• Texte extrait
***

18La Pologne devait fournir à la fois des mineurs qualifiés et de simples manœuvres. Aussi le regret perce-t-il lorsque Varsovie, à la veille de la signature de la convention, le 2 septembre 1919, fait savoir que le nouvel État manque d’ouvriers compétents pour ses propres bassins de charbon et que l’éventualité d’un envoi prochain en France de professionnels de la mine doit être écartée. Dans l’immédiat n’arriveront que des manœuvres7. Le choix préférentiel des travailleurs polonais de la part du C.C.H.F. repose donc en partie sur un malentendu. Mais les intéressés taisent leur déception car, pour obtenir plus sûrement l’appui gouvernemental, ils insistent sur le besoin de reconstruire les zones dévastées. Seule la guerre, avec son cortège de désastres, justifie aux yeux des pouvoirs publics les difficultés des Houillères. Officiellement, la cause patriotique prévaut et l’expression même de « reconstruction » servira pendant plusieurs années à masquer la réalité de la croissance industrielle.

***

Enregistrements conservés
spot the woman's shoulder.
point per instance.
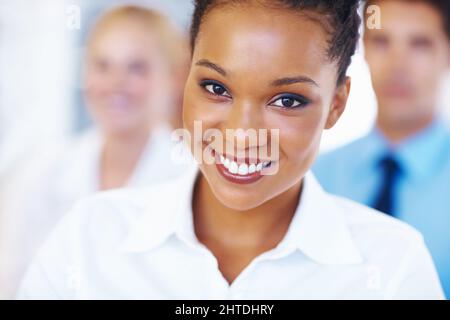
(373, 228)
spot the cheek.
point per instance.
(300, 138)
(196, 107)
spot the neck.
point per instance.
(398, 132)
(259, 228)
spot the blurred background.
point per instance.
(40, 70)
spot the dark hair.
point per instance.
(443, 6)
(341, 18)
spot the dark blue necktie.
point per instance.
(385, 199)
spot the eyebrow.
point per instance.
(279, 82)
(211, 65)
(292, 80)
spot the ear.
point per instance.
(338, 104)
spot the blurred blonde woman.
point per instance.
(135, 64)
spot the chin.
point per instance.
(239, 201)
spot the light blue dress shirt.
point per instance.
(423, 192)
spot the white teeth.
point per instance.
(266, 164)
(233, 167)
(243, 169)
(259, 167)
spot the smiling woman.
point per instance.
(255, 65)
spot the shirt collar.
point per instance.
(419, 155)
(318, 229)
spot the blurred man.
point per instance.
(403, 166)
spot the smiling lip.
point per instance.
(243, 173)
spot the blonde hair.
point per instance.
(173, 43)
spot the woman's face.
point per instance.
(260, 68)
(127, 78)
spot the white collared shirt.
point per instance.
(140, 244)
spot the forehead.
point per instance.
(251, 37)
(409, 18)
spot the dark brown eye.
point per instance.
(287, 102)
(215, 88)
(290, 101)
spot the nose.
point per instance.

***

• Objectif énoncé
D'après le texte sur les travailleurs polonais envoyés dans les mines françaises, quels travailleurs arriveront dans l'immédiat ?

• Tâche accomplie
Dans l'immédiat, seuls des manœuvres arriveront.